### SOURCE TEXT ###

# Why So Many Worldmarks Up For Sale On eBay?



## Tokapeba (Mar 9, 2017)

I have a worldmark account and have been happy with it. I was looking at timeshares on eBay today and saw 32 active listings and one No House Keeping account with over 60K credits. Is there something going on with worldmark?


----------



## JohnPaul (Mar 13, 2017)

Those numbers may be on the high side but it's not untypical to see quite a few Worldmark offers on Ebay.


----------



## Sandy VDH (Mar 13, 2017)

yeah but the unlimited housekeeping is asking $35K.


----------



## uscav8r (Mar 14, 2017)

Sandy VDH said:


> yeah but the unlimited housekeeping is asking $35K.


That is about the going rate if it truly is a grandfathered NHK. The 63k size has me thinking it could be a TravelShare NHK in which case the feature will not convey. The seller claims it is the grandfathered type, FWIW. 


Sent from my iPhone using Tapatalk


----------



## ecwinch (Mar 14, 2017)

###

_TASK TO CARRY OUT_:
Do these statements agree with the thread: (a) Tokapeba is happy with a Worldmark account; (b) JohnPaul finds it unusual to see many Worldmark offers on eBay; (c) the unlimited housekeeping account is asking $35K? Answer yes or no for each and quote the words that settle it. The listing that comes next is separate material with no link to the thread.

### INFORMATION GIVEN ###

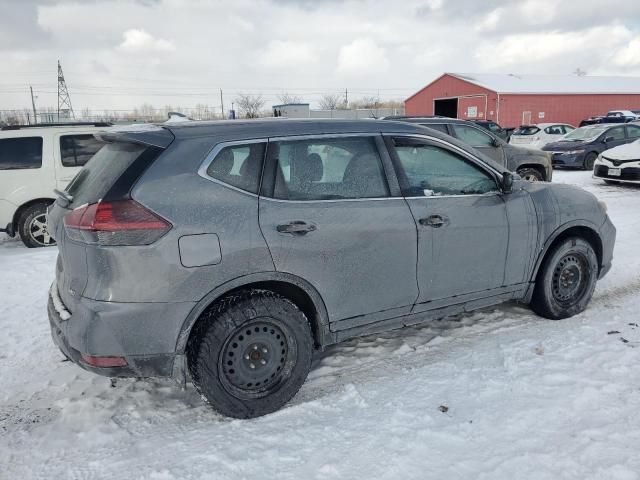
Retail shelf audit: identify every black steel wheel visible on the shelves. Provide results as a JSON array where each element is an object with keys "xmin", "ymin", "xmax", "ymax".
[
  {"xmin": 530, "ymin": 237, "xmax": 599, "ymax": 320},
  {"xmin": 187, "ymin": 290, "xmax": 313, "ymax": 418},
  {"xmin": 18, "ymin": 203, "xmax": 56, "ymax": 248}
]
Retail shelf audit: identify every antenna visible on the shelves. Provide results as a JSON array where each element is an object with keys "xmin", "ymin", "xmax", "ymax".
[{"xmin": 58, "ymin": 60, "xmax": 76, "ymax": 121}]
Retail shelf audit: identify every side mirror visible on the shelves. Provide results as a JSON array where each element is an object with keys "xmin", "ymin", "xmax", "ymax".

###

_RESULT OF THIS TASK_:
(a) Yes: "I have a worldmark account and have been happy with it."
(b) No: "it's not untypical to see quite a few Worldmark offers on Ebay."
(c) Yes: "the unlimited housekeeping is asking $35K."